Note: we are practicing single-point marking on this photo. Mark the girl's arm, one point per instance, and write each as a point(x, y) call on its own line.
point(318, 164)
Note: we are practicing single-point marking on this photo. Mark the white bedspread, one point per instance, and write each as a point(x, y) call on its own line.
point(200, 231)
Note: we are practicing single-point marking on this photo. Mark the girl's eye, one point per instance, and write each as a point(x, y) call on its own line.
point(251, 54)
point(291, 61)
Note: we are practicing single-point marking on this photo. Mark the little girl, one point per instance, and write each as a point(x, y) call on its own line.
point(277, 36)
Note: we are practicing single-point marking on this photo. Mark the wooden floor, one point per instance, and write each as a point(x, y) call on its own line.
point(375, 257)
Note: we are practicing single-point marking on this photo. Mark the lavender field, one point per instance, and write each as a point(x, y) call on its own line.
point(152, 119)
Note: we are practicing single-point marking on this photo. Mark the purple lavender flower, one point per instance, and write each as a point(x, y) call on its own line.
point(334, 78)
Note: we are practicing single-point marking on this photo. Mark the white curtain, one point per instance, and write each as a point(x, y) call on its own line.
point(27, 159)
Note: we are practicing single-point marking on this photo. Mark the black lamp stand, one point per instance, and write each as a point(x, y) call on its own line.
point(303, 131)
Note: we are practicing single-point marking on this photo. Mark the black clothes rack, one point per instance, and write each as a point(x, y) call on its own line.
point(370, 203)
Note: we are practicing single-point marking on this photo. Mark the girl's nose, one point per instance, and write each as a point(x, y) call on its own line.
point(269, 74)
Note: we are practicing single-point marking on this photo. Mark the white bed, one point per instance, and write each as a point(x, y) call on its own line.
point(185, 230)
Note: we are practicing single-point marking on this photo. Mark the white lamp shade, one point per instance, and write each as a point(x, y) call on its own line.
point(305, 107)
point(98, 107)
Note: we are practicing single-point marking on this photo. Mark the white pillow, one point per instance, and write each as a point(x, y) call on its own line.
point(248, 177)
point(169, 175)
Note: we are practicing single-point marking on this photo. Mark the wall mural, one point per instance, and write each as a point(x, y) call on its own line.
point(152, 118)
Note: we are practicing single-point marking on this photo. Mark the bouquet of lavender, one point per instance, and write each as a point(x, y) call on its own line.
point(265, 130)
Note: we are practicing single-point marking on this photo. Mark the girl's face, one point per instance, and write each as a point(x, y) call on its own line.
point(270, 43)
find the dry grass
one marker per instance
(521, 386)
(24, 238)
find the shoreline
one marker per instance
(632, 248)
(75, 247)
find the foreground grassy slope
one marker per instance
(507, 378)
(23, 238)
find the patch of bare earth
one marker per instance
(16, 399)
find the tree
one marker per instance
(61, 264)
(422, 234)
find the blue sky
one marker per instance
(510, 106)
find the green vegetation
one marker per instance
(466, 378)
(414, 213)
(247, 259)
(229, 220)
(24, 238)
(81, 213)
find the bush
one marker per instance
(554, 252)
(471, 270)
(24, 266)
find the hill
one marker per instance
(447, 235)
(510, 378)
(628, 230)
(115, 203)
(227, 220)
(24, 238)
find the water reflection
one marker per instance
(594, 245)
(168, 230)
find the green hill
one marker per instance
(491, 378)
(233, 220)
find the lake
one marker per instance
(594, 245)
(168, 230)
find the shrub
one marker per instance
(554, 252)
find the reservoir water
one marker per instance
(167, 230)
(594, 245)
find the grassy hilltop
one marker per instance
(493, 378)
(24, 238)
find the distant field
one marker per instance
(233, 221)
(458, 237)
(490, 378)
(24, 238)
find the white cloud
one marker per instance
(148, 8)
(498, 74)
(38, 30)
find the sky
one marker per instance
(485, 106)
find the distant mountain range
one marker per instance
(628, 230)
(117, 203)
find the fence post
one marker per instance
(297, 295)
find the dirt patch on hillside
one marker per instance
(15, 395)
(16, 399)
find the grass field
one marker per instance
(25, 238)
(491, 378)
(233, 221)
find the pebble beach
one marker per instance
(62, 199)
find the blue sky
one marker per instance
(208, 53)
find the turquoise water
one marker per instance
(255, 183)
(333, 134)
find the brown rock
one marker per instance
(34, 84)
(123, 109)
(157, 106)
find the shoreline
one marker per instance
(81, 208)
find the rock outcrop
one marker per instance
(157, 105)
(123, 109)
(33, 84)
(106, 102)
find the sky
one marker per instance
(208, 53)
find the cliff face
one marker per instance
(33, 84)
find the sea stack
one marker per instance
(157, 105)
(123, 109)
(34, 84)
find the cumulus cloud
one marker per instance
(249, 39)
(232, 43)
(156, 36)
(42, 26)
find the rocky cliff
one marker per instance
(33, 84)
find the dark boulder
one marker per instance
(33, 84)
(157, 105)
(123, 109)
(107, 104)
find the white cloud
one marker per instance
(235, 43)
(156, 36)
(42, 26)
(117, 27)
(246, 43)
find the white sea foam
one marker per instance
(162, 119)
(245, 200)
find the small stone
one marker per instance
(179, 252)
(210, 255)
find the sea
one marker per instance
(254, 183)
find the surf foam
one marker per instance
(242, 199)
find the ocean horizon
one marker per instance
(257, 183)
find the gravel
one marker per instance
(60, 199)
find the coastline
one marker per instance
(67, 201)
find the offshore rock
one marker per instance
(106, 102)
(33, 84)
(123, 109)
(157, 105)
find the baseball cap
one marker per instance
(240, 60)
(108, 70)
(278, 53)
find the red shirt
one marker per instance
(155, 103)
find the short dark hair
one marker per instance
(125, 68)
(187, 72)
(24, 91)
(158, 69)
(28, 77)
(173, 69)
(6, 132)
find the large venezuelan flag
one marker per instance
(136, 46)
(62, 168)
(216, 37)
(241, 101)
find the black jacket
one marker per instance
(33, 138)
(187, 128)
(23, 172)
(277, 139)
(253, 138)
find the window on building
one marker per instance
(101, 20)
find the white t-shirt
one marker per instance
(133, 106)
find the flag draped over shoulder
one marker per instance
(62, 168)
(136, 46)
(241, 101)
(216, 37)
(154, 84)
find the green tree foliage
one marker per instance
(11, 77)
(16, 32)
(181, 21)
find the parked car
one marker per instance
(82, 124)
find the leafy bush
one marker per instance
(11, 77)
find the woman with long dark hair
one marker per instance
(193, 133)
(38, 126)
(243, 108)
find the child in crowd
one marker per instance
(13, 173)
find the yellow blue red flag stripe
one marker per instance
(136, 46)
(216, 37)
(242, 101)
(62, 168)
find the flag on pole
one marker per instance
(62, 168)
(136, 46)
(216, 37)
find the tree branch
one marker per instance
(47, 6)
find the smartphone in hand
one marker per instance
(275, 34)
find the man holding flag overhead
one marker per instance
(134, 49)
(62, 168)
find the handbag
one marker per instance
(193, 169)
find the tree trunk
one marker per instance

- [THE PROBLEM]:
All of the entries above are to be printed again exactly.

- [FINISHED EXERCISE]:
Note: we are practicing single-point marking on this photo. Mark the girl's arm, one point per instance, and write each as a point(x, y) call on its own line.
point(318, 164)
Note: we are practicing single-point marking on this photo. Mark the white bedspread, one point per instance, and write each as a point(x, y) call on its own line.
point(200, 231)
Note: we are practicing single-point marking on this photo. Mark the girl's eye, one point per instance, and write each as a point(x, y) call on its own line.
point(251, 54)
point(291, 61)
Note: we are practicing single-point marking on this photo. Mark the little girl, one point per instance, and write each as a point(x, y) call on its own line.
point(277, 36)
Note: we are practicing single-point marking on this photo. Mark the wooden floor, one point per instance, and write each as a point(x, y) call on its own line.
point(375, 257)
Note: we are practicing single-point marking on this photo. Mark the lavender field, one point per instance, and write each as a point(x, y) call on its own line.
point(152, 119)
Note: we are practicing single-point marking on this photo. Mark the purple lavender flower, one point per instance, and write each as a point(x, y) call on its own line.
point(334, 78)
Note: we are practicing single-point marking on this photo. Mark the white curtain, one point per instance, and write each as a point(x, y) call on its own line.
point(27, 159)
Note: we are practicing single-point marking on this photo. Mark the black lamp stand, one point per instance, and write each as a point(x, y) call on its own line.
point(303, 131)
Note: we are practicing single-point marking on this photo. Mark the black clothes rack, one point per instance, and write each as a point(x, y) call on its own line.
point(370, 203)
Note: we are practicing single-point marking on this photo. Mark the girl's nose, one point per instance, and write each as a point(x, y) call on its own line.
point(269, 74)
Note: we are practicing single-point marking on this photo. Mark the white bed, one point per instance, and write each as a point(x, y) call on its own line.
point(185, 230)
Note: we are practicing single-point marking on this photo. Mark the white lamp shade, one point per instance, and write each as a point(x, y) call on its own line.
point(305, 107)
point(98, 107)
Note: we are practicing single-point marking on this photo. Mark the white pillow, one point per instance, and write each as a point(x, y) call on its own line.
point(248, 177)
point(169, 175)
Note: we are practicing single-point marking on this photo. Mark the wall mural, one point per instance, and write each as a point(x, y) call on its own line.
point(152, 118)
Note: we are practicing single-point marking on this photo. Mark the bouquet of lavender, one point per instance, and write each as a point(x, y) call on its own line.
point(265, 130)
Note: we are practicing single-point marking on this photo. Mark the girl's face, one point per instance, and write each as a point(x, y) call on its own line.
point(270, 43)
find the dry grass
one marker per instance
(521, 386)
(24, 238)
find the shoreline
one marker per instance
(632, 248)
(75, 247)
find the foreground grassy slope
one marker per instance
(507, 378)
(23, 238)
find the patch of bare earth
one marker per instance
(16, 399)
find the tree
one marker per instance
(61, 264)
(422, 234)
find the blue sky
one marker per instance
(510, 106)
find the green vegetation
one marker per instance
(466, 378)
(414, 213)
(247, 259)
(229, 220)
(24, 238)
(81, 213)
find the bush
one marker per instance
(554, 252)
(471, 270)
(24, 266)
find the hill
one marker per instance
(447, 235)
(510, 378)
(628, 230)
(115, 203)
(227, 220)
(24, 238)
find the water reflection
one marker per instance
(594, 245)
(168, 230)
find the green hill
one marker per instance
(491, 378)
(233, 220)
find the lake
one marker per instance
(594, 245)
(168, 230)
find the shrub
one marker per instance
(554, 252)
find the reservoir water
one marker per instance
(167, 230)
(594, 245)
find the grassy hilltop
one marker per instance
(493, 378)
(24, 238)
find the distant field
one marker per instance
(233, 221)
(458, 237)
(490, 378)
(24, 238)
find the white cloud
one marker per instance
(148, 8)
(498, 74)
(38, 30)
find the sky
one marker per instance
(485, 106)
find the distant mountain range
one marker per instance
(628, 230)
(117, 203)
find the fence post
one marker per instance
(297, 295)
find the dirt patch on hillside
one marker per instance
(15, 395)
(16, 399)
find the grass field
one marker per instance
(25, 238)
(491, 378)
(233, 221)
find the pebble beach
one marker per instance
(62, 199)
find the blue sky
one marker per instance
(208, 53)
find the turquoise water
one marker per instance
(255, 183)
(333, 134)
find the brown rock
one marker per instance
(34, 84)
(123, 109)
(157, 106)
find the shoreline
one marker per instance
(81, 208)
find the rock outcrop
one marker per instance
(157, 105)
(123, 109)
(33, 84)
(106, 102)
find the sky
one marker per instance
(208, 53)
find the cliff face
one marker per instance
(33, 84)
find the sea stack
one marker per instance
(157, 105)
(123, 109)
(34, 84)
find the cumulus cloud
one marker per instance
(249, 39)
(232, 43)
(156, 36)
(42, 26)
find the rocky cliff
one marker per instance
(33, 84)
find the dark boulder
one marker per instance
(33, 84)
(157, 105)
(123, 109)
(107, 104)
find the white cloud
one marker per instance
(235, 43)
(156, 36)
(42, 26)
(117, 27)
(246, 43)
find the white sea foam
one marker per instance
(162, 119)
(245, 200)
find the small stone
one marker per instance
(179, 252)
(210, 255)
find the sea
one marker per instance
(254, 183)
find the surf foam
one marker per instance
(242, 199)
find the ocean horizon
one marker per instance
(257, 183)
find the gravel
one marker per instance
(60, 199)
find the coastline
one marker per instance
(67, 201)
find the offshore rock
one marker per instance
(106, 102)
(33, 84)
(123, 109)
(157, 105)
find the baseball cap
one marker per instance
(240, 60)
(108, 70)
(278, 53)
find the red shirt
one marker per instance
(155, 103)
find the short dark hair
one marker per instance
(125, 68)
(187, 72)
(24, 91)
(158, 69)
(28, 77)
(173, 69)
(6, 132)
find the large venezuelan flag
one marker per instance
(136, 46)
(62, 168)
(216, 37)
(241, 101)
find the black jacket
one marker per instance
(33, 138)
(187, 128)
(23, 172)
(277, 139)
(253, 138)
find the window on building
one marker per instance
(101, 20)
find the white t-shirt
one marker per instance
(133, 106)
find the flag draped over shoulder
one marker per instance
(62, 168)
(136, 46)
(241, 101)
(216, 37)
(154, 84)
find the green tree foliage
one marker per instance
(11, 77)
(16, 32)
(181, 21)
find the parked car
one marker per instance
(82, 124)
find the leafy bush
one marker per instance
(11, 77)
find the woman with long dark hair
one marker per instance
(193, 133)
(38, 126)
(243, 108)
find the child in crowd
one marker per instance
(13, 173)
find the yellow blue red flag stripe
one marker per instance
(136, 46)
(216, 37)
(242, 101)
(62, 168)
find the flag on pole
one marker per instance
(62, 168)
(136, 46)
(216, 37)
find the tree branch
one marker per instance
(47, 6)
find the smartphone in hand
one marker per instance
(275, 34)
find the man holding flag overhead
one marker per instance
(134, 49)
(62, 168)
find the handbag
one marker per instance
(193, 169)
find the tree trunk
one marker per instance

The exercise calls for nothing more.